Which lines below contain the string "bird"? Copy each one in full; a match must have the same uppercase and lowercase letters.

• **SOURCE MATERIAL**:
========
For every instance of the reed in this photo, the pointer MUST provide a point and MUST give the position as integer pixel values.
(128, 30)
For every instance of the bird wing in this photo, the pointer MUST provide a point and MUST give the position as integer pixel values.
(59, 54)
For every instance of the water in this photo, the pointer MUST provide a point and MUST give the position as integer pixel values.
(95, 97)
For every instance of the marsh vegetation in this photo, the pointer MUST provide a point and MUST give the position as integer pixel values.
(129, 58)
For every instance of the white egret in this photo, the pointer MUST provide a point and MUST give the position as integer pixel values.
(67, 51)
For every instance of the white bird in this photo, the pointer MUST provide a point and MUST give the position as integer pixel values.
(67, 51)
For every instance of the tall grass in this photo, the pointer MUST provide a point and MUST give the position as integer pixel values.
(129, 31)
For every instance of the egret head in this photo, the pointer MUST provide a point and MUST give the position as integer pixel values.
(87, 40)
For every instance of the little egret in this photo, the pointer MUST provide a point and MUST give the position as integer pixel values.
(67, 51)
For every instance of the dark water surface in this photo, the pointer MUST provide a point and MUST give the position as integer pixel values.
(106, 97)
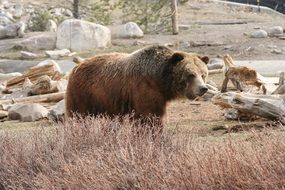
========
• **EXERCISE SOLUTION**:
For every instance of the bird wing in this photo, the pointer MUST provide a point and MUST give the position as integer pixel values.
For every instance of the white bird in this photo, the pointer MUST provide a point and MUST give the position as integer pixel values.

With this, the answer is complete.